* Aim of the task
Scan the material below for the string "localization". Report every line that has it.

%%

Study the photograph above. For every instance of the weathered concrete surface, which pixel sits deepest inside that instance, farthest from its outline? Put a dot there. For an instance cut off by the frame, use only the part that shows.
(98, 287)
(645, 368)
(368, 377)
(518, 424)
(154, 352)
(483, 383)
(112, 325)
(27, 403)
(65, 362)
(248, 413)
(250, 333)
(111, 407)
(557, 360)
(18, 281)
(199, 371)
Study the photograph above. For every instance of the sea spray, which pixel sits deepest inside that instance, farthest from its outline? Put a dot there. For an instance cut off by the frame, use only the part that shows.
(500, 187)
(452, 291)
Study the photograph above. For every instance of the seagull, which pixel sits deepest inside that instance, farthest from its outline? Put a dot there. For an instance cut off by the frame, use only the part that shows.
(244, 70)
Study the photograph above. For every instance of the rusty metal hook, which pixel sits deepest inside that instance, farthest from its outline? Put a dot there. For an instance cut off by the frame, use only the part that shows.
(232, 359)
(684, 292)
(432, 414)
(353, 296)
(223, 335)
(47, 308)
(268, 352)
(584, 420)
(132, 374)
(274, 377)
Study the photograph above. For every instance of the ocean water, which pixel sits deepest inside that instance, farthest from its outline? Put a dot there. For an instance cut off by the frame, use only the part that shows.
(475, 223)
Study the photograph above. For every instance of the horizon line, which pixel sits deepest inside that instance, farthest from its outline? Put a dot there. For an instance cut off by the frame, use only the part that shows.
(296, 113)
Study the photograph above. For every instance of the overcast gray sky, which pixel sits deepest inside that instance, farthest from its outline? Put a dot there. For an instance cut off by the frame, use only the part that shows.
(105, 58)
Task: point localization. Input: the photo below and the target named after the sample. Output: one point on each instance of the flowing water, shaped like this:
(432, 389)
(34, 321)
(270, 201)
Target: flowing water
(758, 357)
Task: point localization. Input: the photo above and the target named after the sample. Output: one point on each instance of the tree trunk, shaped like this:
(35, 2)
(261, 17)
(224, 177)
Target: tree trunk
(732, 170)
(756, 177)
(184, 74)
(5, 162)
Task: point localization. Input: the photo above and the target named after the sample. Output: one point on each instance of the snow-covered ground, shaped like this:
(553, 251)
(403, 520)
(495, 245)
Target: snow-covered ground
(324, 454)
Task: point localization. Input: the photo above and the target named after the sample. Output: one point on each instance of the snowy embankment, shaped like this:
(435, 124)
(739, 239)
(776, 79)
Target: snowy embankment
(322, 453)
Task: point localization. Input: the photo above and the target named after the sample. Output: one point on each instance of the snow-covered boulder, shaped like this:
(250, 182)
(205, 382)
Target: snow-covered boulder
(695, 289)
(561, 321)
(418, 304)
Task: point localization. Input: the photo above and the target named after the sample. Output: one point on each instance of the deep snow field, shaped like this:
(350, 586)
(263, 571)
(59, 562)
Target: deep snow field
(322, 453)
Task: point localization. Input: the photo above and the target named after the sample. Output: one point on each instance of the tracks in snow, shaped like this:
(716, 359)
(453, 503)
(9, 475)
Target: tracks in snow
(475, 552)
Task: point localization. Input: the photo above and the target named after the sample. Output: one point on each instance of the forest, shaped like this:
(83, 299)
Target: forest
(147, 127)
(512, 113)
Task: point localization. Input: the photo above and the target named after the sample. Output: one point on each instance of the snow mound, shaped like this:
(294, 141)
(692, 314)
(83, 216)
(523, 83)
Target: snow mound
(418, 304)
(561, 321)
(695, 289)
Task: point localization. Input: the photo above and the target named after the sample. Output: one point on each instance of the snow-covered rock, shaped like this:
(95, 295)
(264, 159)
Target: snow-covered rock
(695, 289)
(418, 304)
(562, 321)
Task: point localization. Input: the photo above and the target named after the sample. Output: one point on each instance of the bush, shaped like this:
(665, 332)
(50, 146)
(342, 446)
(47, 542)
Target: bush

%%

* Answer to this problem
Task: point localization. Input: the photo below and the target named after the sample. Output: one point on each instance of the flowing water, shaped like this:
Task: point localization. Input: the photo above and the target named after the sample. Output: one point on each instance of the tree trunk, shaped like this:
Task: point localization. Input: the photo above and the target named after the sample. Output: one point on each instance of the snow-covered ground, shaped like this:
Task: point localization. Input: the photo above and the target named after the sample. Output: one point on each instance of the snowy embankment, shaped like this:
Task: point localization. Input: the photo above and the target named after the sample. Output: one point on each instance of the snow-covered boulder, shaped like this:
Task: point localization. Input: the photo above and the target named after the sample. Output: one point on each instance of the deep snow field, shaped like this:
Task: point localization. Input: the photo above and the target named after the sample. Output: one point on each instance of the tracks in snow, shaped like this:
Task: point localization. Input: the photo above and the target named after the sample. Output: one point on each instance of the forest, shaped like this:
Task: point localization. Input: the photo above and the target named after the sample. Output: one point on each instance of the snow mound, shaped like this:
Task: point localization. Input: the photo above and the target named after the sample. Output: one point on each instance of the snow-covered rock, shaped like this:
Task: point localization. Input: the photo above and the target named after the sample. Output: one point on each instance of the bush, shaped like this:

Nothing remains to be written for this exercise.